Keine Angst, das wird jetzt keine Verlängerung der Eliud-Kipchoge-Hauptallee-Geschichte von letzter Woche. Und ich bin auch nicht so anmaßend, die Relevanz dieser Kolumne und ihrer Poster dermaßen zu überschätzen, dass ich jetzt behaupte, dass es eine/r von Ihnen war, der die Arbeit der Asphaltierer vor bösen Pferdehufen und Kutschenreifen "gerettet" hat.

Foto: thomas rottenberg

Denn vermutlich wäre das Schild mit dem Fiaker-Fahrverbot auch dann aufgestellt worden, wenn hier kein Poster darauf hingewiesen hätte, dass der neue, brettelebene und flache Straßenbelag nie und nimmer bis in den Oktober neu, bretteleben und flach bleiben würde, wenn da zweimal täglich ein paar Dutzend Fiaker drüberfahren.

● Gestellte Aufgabe
Fasse den Textauszug oben in zwei Sätzen zusammen.

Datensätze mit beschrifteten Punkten
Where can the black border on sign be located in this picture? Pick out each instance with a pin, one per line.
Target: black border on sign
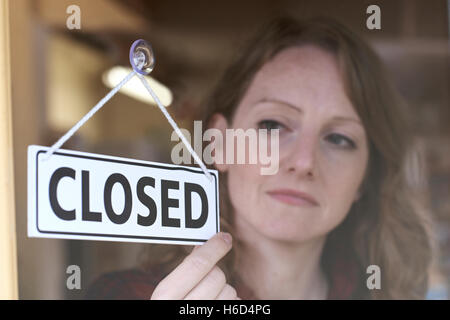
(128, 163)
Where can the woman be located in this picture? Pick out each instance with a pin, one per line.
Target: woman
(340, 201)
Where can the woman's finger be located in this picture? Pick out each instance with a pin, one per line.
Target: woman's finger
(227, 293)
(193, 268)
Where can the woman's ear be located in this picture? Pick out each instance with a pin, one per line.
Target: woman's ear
==
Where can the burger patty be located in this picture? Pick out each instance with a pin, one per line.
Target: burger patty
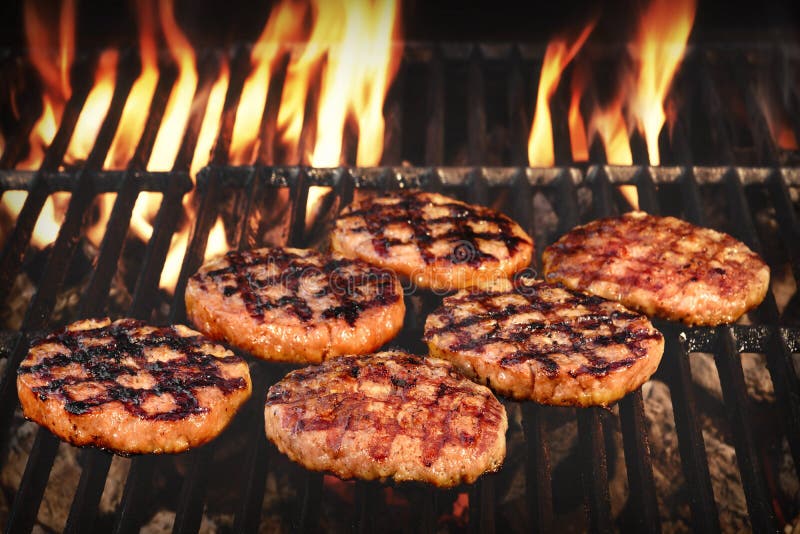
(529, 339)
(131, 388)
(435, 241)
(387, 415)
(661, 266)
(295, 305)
--
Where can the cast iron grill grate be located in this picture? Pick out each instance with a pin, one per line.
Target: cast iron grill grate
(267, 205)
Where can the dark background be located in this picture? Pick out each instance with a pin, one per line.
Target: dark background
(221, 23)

● Vollständige Antwort
Der Textauszug kündigt an, keine Fortsetzung der Eliud-Kipchoge-Hauptallee-Geschichte der Vorwoche zu bringen, und weist die Behauptung zurück, jemand aus der Leserschaft habe die Arbeit der Asphaltierer vor Pferdehufen und Kutschenreifen „gerettet“. Das Schild mit dem Fiaker-Fahrverbot wäre nach dem Text vermutlich auch ohne den Hinweis eines Posters aufgestellt worden, dass der neue, ebene Belag bei zweimal täglich ein paar Dutzend Fiakern nicht bis Oktober so bleiben würde.